----- DOCUMENT PASSAGE
Authors:

  • Nicholas McCown
  • Byron Dunlap
  • Sean Smith

 

My Personal Horror Film Festival, Part Three: The Reckoning

My Personal Horror Film Festival, Part Three: The Reckoning

October 31st is just about a week away, which means it's really time for everybody to stock up on fun size candy bars, hang fake cobwebs from every available surface, and sit back and watch some horror films. To that end, I'm here with some recommendations for what you should (or shouldn't) check out.

The great thing about horror movies is that they're often good, even when they're bad - and sometimes especially so. Often the unintentional comedy of a misguided horror film provides as much or more entertainment as a genuinely well crafted one. However, this isn't always the case. None of this week's picks are particularly scary, some are so bad they're good, and some are such pieces of dog shit that I can't in good conscience say anything about them that might be misinterpreted as an endorsement for watching them.

A fun game to play while watching a horror movie is to, at key points throughout the course of watching it, to sit back and consider: That a writer wrote this shit down, and thought it was good. Then he submitted it to a producer who agreed, and put down money on it being good. Then a director and crew signed on to be a part of it. Then the script went through table reads, revisions, and filming, and at no point during any of these levels did anyone speak up and say, "Wait....this is really shitty, isn't it?"

Anyway, here are this week's selections.

The People Under The Stairs: A Wes Craven film about an attempted heist, in which the would-be burglars attempt to rob what turns out to be a pretty fucked up household and end up stumbling on more than they bargained for. An over-the-top thriller that doesn't take itself seriously, but instead delights in how over the top it is. An entertaining enough movie, and a fun one to have on in the background of a Halloween party if you're looking for something a little more obscure than, say, a "Friday the 13th" movie. I'll give it 5/10 basement dungeons.
----------
----- INFORMATION SUPPLIED
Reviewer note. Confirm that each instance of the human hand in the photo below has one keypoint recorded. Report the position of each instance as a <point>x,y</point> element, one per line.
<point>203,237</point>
----------
SHORT TASK 1: Can you copy the horror film post word for word, from "October 31st is" to "shouldn't) check out."?
SHORT TASK 2: Could you carry on writing the post recommending horror movies from the point where it stops?

WRITTEN RESPONSE 1:
October 31st is just about a week away, which means it's really time for everybody to stock up on fun size candy bars, hang fake cobwebs from every available surface, and sit back and watch some horror films. To that end, I'm here with some recommendations for what you should (or shouldn't) check out.

WRITTEN RESPONSE 2:
A Nightmare on Elm Street (2010): A pitiful remake of the 1984 classic, which starts off bumblingly and fails to right it's course at any point. It doesn't even have the decency to be entertaining, with a pathetically low body count and a plot that forces you to accept that about twenty kids all FORGOT that they were sexually abused as children...which is to say, this movie REALLY fixates on the "Freddy was a child molester" angle. Jackie Earle Haley - arguably the best part of the film, although that's not saying much - is a poor replacement for Robert Englund. The most unsettling thing about the movie is watching a bunch of people who are clearly in their mid-twenties playing teenage high school students, whose parents treat them like they're 12-year olds. 1/10 ugly sweaters.

Harbinger Down: An independent, Kickstarter-funded movie that tries so hard to be John Carpenter's "The Thing" that it's painful to watch. A small group of academics join a commercial fishing crew to look for Beluga whales and study effects of global warming, when they find something they weren't expecting. It does showcase mostly practical effects, which are often impressive, but every other aspect - from the script to the acting to most of the cinematography - is lacking. I appreciate what the filmmakers wanted to do, but their execution is underwhelming. 3/10 frozen Soviet cosmonauts. 

Child's Play: I so wanted for this movie to hold up, for nostalgia's sake. The Child's Play series was a staple of my childhood, and I've seen most of them more times than I'd really care to know. It's been a good fifteen years or so, so I refreshed my memory and saw the first one earlier this week. I don't know why I thought it might be amazing - it might not be as campy and schlocky as the sequels, but is still, at the end of the day, a movie about a serial killer who uses a Voodoo ritual to inhabit a doll, who then goes on to terrorize the family that ends up owning said doll. Brad Dourif's voice acting is menacing in an amusing way, even if the rest of the acting leaves something to be desired. As I've said, it plays it a bit more straight than subsequent films (but only a bit), and still manages to be a fun watch. 5/10 Good Guy dolls.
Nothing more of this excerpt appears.